Text section:
◆ ◆ ◆ ◆ ◆ ◆ ◆
Dr. Parik's Meme Diagnosis: Elon Launches TITS University, and Love and Loss in the Metaverse

The meme doc weighs in on Zuck's Meta rebrand, the meteoric failure of the "Squid Game" cryptocurrency, and Elon's latest troll.

Hi, I’m Dr. Parik Patel, BA, CFA, ACCA, Esq. If you don’t know me already, I’m a Chartered FinMeme Analyst (CFA) with a particular expertise in #stonk valuation (pro-tip: just multiply by two).

I’ve been told that I have a particularly special insight into the world of finance and memes, so I decided to set up this newsletter to share my thoughts on the latest news, memes, and everything in between!

Expect a newsletter at least twice a month, and follow me on Twitter for more updates and daily musings. For this week’s newsletter, I’m going to highlight my five favorite memes of the week and offer my “diagnosis” on their virality.
◆ ◆ ◆ ◆ ◆ ◆ ◆
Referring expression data

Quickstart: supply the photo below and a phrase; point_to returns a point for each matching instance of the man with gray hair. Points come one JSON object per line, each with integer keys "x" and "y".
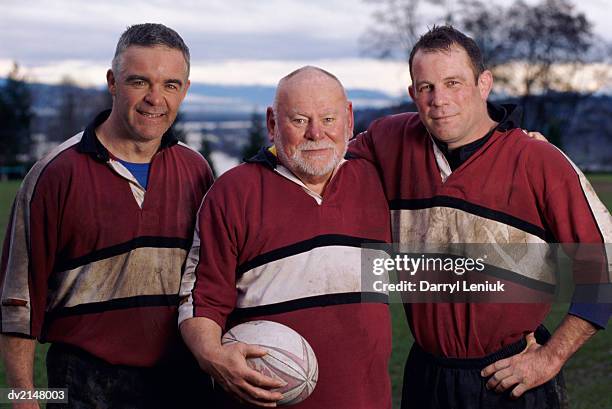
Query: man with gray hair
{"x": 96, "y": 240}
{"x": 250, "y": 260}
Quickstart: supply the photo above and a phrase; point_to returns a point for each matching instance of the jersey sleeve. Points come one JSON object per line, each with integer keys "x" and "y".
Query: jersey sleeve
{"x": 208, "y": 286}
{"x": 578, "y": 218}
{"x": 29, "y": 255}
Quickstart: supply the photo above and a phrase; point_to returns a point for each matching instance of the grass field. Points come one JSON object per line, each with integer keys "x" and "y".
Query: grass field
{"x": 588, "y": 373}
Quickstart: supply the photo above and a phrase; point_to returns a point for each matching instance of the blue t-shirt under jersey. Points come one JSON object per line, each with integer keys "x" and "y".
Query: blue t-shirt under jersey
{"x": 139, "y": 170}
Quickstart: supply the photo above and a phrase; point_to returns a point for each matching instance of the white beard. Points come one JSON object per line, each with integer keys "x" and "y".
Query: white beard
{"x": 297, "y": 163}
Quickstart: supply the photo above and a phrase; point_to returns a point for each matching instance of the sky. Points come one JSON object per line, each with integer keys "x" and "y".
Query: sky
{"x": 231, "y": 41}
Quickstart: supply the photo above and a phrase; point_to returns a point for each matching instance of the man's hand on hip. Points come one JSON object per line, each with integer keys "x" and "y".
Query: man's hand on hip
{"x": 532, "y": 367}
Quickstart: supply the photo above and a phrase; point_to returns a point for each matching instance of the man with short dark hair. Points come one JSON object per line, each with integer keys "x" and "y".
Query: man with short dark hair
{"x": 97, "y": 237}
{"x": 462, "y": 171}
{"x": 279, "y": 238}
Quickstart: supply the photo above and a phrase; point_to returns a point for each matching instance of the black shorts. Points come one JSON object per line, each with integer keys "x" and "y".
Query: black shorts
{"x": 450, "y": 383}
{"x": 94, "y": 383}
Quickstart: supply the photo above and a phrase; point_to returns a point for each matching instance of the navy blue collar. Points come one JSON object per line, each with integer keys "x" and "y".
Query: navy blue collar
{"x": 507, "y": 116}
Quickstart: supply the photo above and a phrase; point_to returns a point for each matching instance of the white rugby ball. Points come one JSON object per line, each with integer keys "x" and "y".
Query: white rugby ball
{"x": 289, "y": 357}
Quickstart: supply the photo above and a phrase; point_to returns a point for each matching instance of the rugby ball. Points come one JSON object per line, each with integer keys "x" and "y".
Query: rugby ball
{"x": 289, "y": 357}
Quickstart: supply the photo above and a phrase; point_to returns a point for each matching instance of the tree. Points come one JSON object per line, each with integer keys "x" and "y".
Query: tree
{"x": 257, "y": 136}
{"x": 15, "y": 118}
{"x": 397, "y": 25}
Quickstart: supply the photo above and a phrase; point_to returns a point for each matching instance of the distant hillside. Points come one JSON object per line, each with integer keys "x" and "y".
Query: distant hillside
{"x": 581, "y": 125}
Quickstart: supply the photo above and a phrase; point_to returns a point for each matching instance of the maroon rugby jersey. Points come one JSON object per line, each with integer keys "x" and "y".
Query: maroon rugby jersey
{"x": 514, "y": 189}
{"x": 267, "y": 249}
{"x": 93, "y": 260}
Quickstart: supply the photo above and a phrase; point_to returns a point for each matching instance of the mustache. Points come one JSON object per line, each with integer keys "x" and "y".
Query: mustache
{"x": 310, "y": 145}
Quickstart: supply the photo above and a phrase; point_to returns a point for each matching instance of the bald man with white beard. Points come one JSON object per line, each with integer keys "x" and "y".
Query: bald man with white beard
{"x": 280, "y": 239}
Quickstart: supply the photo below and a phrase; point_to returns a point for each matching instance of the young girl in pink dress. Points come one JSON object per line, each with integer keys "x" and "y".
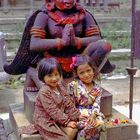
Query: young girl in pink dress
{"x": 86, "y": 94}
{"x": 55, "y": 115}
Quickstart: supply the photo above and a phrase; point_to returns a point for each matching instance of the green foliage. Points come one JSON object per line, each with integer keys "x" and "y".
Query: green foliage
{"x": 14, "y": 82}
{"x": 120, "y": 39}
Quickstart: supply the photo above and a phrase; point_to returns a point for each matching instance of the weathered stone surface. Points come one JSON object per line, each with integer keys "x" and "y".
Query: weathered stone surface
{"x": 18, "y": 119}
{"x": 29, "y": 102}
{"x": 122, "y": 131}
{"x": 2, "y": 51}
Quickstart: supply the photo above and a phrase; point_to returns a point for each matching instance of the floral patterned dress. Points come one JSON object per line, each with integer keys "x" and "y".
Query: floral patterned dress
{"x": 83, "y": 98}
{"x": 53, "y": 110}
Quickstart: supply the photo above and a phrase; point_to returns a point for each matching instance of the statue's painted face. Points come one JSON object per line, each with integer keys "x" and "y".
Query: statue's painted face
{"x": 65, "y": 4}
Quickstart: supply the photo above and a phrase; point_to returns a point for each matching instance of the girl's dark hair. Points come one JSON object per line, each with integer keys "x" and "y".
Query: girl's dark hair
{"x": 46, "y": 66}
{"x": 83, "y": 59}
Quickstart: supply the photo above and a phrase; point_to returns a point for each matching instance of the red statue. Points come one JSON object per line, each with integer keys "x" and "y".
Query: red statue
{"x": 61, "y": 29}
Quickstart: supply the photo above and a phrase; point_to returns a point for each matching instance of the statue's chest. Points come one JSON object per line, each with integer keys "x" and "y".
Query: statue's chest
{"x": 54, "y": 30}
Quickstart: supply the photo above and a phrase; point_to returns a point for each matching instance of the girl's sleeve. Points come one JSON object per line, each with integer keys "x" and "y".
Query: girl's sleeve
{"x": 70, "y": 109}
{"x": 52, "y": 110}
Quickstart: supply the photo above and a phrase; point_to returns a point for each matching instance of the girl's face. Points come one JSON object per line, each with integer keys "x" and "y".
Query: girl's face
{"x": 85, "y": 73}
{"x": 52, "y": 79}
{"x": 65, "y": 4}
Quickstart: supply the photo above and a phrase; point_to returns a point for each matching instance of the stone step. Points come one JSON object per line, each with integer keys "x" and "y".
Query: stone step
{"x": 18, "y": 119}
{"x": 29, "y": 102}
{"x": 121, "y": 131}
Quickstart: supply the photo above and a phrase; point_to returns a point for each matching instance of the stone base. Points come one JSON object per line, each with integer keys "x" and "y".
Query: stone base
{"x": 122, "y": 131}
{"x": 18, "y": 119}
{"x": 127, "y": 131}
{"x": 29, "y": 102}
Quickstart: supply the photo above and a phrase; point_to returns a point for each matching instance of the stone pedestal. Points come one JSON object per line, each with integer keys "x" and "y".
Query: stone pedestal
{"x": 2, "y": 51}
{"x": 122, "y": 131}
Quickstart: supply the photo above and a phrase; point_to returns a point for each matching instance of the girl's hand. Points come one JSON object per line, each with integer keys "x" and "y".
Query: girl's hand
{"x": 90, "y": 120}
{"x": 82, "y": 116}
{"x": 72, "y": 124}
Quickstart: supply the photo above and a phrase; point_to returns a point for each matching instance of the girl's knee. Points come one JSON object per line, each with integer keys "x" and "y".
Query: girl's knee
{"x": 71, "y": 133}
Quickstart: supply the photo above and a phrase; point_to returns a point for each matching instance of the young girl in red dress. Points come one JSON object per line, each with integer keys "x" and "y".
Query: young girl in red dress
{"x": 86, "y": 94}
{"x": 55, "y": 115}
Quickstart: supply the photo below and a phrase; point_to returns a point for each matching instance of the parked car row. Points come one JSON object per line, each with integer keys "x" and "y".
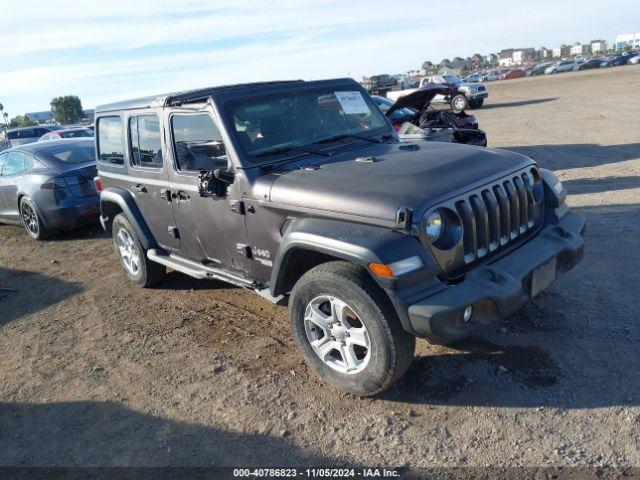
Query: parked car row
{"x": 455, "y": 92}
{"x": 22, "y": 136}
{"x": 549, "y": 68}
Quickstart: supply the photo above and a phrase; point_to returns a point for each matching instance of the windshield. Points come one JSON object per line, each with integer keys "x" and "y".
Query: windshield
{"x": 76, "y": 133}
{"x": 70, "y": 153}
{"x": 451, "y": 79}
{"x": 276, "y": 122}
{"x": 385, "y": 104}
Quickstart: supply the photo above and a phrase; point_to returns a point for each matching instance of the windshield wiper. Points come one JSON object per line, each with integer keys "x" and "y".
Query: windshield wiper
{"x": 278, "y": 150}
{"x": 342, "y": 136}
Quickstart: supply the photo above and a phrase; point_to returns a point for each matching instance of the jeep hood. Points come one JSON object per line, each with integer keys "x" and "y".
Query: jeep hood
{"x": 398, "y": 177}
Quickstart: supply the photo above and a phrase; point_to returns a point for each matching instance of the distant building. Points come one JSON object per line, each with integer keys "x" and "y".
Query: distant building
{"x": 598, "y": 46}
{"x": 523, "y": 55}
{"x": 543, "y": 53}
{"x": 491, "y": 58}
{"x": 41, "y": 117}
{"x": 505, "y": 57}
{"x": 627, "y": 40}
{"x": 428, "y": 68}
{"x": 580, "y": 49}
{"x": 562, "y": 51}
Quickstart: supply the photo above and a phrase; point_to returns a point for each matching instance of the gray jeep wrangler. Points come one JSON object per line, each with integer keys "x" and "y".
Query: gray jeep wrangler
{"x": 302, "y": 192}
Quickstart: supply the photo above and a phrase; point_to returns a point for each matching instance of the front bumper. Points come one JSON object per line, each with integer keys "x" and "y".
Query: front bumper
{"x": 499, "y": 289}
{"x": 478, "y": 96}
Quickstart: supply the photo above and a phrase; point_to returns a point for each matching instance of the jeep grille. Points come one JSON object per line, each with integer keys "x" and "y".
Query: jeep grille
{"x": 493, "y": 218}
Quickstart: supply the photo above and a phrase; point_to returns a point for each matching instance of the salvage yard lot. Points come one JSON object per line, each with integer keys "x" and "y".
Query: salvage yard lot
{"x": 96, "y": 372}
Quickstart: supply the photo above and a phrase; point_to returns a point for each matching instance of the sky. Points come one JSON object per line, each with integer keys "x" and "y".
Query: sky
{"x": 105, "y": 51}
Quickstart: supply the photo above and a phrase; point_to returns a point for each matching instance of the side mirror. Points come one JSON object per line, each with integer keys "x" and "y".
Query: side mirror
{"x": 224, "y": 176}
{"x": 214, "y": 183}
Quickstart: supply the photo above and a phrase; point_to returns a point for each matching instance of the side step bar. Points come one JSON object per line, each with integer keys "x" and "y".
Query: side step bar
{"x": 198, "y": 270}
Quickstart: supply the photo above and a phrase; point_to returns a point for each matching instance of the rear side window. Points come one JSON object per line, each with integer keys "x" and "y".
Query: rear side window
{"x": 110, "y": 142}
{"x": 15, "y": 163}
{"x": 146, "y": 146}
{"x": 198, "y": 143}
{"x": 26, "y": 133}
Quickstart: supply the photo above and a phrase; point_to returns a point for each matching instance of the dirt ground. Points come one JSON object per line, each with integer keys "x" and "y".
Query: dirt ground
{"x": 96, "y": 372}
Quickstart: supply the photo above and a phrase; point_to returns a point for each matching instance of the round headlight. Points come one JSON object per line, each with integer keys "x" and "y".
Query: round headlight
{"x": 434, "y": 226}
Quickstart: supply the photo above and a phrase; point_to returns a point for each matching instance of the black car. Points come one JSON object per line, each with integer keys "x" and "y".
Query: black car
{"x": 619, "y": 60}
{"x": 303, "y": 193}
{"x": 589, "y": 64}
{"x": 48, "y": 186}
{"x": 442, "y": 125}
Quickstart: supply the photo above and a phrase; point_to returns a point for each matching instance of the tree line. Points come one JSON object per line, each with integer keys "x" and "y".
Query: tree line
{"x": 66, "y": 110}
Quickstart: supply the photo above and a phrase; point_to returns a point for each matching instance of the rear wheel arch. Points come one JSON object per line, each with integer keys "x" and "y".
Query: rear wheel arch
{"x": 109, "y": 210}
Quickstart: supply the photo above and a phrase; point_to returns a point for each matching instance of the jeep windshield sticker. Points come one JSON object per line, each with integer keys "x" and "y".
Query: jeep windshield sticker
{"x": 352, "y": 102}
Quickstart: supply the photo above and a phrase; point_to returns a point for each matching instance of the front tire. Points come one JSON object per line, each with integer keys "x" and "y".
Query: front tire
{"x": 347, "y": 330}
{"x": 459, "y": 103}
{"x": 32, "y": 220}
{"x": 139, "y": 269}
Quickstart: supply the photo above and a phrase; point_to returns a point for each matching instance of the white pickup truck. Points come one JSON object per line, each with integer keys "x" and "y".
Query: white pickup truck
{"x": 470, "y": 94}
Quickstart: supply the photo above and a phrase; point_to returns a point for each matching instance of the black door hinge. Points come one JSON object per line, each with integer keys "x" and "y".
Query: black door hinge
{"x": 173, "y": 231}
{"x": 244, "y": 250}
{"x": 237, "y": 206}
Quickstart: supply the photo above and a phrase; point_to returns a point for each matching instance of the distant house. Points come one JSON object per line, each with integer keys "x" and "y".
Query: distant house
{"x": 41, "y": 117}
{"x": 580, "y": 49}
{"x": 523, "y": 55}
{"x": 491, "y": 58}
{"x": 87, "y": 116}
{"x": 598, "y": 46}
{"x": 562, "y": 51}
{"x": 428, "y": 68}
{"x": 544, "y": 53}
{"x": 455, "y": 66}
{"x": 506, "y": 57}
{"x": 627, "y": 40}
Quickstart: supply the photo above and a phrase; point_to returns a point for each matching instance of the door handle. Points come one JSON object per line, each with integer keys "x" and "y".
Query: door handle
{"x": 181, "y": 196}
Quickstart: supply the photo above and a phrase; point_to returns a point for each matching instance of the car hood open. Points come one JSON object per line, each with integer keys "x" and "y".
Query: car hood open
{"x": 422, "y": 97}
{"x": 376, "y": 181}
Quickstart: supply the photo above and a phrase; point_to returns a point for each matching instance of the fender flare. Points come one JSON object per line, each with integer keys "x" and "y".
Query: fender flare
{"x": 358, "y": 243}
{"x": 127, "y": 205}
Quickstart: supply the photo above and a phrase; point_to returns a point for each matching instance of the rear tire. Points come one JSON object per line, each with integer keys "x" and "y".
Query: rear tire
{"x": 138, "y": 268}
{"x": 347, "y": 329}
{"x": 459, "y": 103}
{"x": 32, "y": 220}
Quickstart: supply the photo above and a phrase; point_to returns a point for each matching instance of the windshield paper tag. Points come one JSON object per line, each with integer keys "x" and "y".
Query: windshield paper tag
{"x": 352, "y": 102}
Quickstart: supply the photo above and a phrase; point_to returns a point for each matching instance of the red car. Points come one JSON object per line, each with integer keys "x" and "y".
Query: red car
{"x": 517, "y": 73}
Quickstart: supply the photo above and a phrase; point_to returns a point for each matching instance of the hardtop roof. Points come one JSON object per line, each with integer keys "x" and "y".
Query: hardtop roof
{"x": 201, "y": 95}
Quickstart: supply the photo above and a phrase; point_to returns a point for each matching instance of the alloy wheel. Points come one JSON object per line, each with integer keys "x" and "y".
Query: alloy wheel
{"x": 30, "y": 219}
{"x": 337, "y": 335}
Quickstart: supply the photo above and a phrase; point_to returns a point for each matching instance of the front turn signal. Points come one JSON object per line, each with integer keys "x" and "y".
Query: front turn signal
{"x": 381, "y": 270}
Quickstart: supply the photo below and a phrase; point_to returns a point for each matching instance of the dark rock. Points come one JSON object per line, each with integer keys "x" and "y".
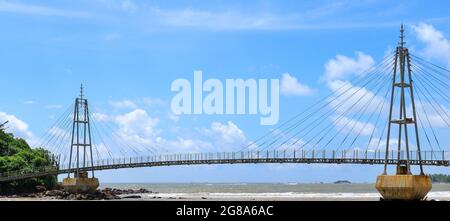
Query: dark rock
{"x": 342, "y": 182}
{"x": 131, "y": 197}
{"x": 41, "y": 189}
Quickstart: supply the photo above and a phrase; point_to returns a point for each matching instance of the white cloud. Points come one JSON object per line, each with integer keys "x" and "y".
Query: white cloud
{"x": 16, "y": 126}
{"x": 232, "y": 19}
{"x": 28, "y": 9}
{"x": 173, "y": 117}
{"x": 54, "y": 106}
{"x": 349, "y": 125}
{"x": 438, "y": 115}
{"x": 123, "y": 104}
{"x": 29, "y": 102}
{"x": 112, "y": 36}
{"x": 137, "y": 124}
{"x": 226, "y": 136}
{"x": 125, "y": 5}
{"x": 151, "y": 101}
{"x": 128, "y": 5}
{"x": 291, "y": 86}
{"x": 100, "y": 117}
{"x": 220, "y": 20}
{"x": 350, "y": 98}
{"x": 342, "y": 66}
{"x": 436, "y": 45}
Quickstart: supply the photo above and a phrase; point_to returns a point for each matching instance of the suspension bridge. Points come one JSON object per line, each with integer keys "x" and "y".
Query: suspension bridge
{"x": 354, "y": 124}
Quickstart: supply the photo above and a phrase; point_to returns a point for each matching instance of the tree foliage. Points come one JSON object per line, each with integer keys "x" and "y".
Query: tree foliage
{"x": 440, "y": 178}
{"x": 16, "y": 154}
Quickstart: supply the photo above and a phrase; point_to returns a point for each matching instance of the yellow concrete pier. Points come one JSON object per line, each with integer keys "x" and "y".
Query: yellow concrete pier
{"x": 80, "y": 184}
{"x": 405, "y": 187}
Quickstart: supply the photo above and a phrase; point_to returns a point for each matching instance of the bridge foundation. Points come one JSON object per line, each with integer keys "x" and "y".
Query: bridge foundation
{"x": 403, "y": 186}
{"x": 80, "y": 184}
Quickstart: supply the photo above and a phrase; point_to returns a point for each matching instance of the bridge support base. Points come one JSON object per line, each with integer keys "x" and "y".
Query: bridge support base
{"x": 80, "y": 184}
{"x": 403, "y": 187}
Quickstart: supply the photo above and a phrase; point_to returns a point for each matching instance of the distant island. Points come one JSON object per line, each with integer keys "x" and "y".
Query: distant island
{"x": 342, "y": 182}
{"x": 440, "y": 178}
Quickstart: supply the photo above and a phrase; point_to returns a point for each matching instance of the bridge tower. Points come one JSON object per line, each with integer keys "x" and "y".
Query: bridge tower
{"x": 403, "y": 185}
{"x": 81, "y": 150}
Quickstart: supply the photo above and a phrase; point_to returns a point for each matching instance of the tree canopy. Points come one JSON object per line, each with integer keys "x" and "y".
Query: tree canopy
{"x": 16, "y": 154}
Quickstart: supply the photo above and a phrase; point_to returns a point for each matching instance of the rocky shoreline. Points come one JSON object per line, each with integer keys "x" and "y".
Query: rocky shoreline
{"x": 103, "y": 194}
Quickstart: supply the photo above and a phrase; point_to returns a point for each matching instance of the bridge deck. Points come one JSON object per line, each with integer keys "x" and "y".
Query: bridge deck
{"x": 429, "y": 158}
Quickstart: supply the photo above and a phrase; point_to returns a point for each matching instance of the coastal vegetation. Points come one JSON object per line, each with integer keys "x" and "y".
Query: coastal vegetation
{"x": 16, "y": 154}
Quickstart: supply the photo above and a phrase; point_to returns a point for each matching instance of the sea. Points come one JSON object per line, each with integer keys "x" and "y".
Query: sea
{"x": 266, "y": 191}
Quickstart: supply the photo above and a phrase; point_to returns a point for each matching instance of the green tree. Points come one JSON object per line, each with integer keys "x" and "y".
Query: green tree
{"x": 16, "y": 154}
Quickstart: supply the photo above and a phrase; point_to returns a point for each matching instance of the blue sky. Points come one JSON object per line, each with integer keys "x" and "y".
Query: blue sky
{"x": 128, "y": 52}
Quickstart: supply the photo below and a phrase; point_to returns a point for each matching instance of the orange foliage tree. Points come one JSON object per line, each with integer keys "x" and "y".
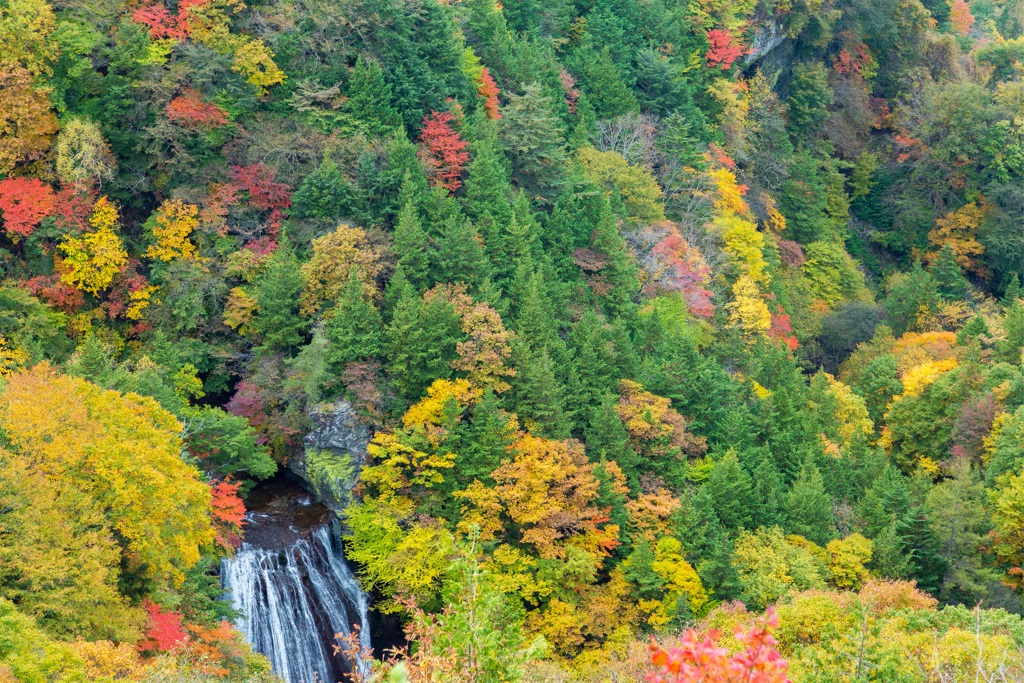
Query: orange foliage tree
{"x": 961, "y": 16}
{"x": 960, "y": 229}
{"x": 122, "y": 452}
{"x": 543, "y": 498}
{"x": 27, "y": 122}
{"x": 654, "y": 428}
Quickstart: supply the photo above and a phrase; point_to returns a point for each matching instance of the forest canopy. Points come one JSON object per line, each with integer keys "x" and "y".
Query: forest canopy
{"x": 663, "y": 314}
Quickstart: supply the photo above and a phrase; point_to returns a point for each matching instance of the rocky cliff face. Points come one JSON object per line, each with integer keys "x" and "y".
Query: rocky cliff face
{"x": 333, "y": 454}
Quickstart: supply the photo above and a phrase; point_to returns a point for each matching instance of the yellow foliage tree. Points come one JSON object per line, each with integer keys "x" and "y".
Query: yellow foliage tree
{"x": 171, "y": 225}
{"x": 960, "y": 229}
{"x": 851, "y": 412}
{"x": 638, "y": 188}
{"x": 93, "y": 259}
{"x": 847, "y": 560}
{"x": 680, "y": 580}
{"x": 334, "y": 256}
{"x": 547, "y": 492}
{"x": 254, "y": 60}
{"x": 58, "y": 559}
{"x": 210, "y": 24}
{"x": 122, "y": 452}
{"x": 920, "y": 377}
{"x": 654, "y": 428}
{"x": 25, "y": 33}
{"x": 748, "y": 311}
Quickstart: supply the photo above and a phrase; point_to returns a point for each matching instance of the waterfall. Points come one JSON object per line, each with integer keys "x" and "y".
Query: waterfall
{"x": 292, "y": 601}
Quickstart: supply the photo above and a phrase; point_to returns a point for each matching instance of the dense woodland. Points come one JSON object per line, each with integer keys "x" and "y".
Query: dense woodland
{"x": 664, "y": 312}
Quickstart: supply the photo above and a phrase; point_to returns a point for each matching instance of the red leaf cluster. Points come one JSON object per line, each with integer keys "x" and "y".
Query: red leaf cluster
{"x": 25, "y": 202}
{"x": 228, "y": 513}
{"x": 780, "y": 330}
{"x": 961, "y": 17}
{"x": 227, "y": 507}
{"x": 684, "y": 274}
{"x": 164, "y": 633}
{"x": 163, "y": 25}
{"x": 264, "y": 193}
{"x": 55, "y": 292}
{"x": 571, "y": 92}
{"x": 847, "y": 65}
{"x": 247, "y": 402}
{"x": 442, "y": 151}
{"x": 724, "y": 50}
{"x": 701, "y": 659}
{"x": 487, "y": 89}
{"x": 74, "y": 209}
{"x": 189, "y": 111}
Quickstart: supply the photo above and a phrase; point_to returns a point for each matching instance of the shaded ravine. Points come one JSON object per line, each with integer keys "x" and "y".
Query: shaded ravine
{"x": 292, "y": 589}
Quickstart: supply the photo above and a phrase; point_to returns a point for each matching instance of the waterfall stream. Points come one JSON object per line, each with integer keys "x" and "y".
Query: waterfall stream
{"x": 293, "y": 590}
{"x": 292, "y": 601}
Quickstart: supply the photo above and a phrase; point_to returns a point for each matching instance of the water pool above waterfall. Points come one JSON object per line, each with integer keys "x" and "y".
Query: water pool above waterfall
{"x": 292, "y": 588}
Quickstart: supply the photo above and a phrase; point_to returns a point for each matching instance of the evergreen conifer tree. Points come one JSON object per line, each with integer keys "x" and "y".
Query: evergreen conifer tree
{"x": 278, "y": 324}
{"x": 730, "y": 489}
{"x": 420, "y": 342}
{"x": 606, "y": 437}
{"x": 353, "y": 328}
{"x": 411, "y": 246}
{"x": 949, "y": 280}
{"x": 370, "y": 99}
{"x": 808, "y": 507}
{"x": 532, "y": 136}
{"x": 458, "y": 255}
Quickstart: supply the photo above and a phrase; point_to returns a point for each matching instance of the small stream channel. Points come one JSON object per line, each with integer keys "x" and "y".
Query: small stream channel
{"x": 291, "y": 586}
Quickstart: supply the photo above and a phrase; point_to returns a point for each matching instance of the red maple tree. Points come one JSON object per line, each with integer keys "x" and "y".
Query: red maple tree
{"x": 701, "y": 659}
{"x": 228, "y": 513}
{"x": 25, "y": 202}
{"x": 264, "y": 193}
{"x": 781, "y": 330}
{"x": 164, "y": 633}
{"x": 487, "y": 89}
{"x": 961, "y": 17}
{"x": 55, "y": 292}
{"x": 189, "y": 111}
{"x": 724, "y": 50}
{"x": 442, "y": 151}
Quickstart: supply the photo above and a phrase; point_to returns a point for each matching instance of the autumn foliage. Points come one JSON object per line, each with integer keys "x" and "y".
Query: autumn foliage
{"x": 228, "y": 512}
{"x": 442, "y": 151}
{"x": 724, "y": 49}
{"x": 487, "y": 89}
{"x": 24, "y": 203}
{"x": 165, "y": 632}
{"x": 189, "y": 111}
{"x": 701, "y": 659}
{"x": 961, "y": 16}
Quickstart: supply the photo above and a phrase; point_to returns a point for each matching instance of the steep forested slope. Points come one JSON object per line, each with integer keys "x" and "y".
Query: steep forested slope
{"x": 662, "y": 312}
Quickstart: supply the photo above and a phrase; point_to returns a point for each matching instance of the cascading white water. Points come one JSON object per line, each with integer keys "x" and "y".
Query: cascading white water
◆ ◆ ◆ ◆ ◆ ◆ ◆
Assignment A: Retype everything in the meme newsletter from "Dr. Parik's Meme" down to "on their virality.".
Assignment B:
Answer these questions using the meme newsletter.
(i) What does the writer say CFA stands for?
(ii) How often should readers expect the newsletter?
(iii) How many favorite memes of the week does the writer plan to highlight this week?

Task result A:
Dr. Parik's Meme Diagnosis: Elon Launches TITS University, and Love and Loss in the Metaverse

The meme doc weighs in on Zuck's Meta rebrand, the meteoric failure of the "Squid Game" cryptocurrency, and Elon's latest troll.

Hi, I’m Dr. Parik Patel, BA, CFA, ACCA, Esq. If you don’t know me already, I’m a Chartered FinMeme Analyst (CFA) with a particular expertise in #stonk valuation (pro-tip: just multiply by two).

I’ve been told that I have a particularly special insight into the world of finance and memes, so I decided to set up this newsletter to share my thoughts on the latest news, memes, and everything in between!

Expect a newsletter at least twice a month, and follow me on Twitter for more updates and daily musings. For this week’s newsletter, I’m going to highlight my five favorite memes of the week and offer my “diagnosis” on their virality.

Task result B:
(i) Chartered FinMeme Analyst
(ii) At least twice a month
(iii) Five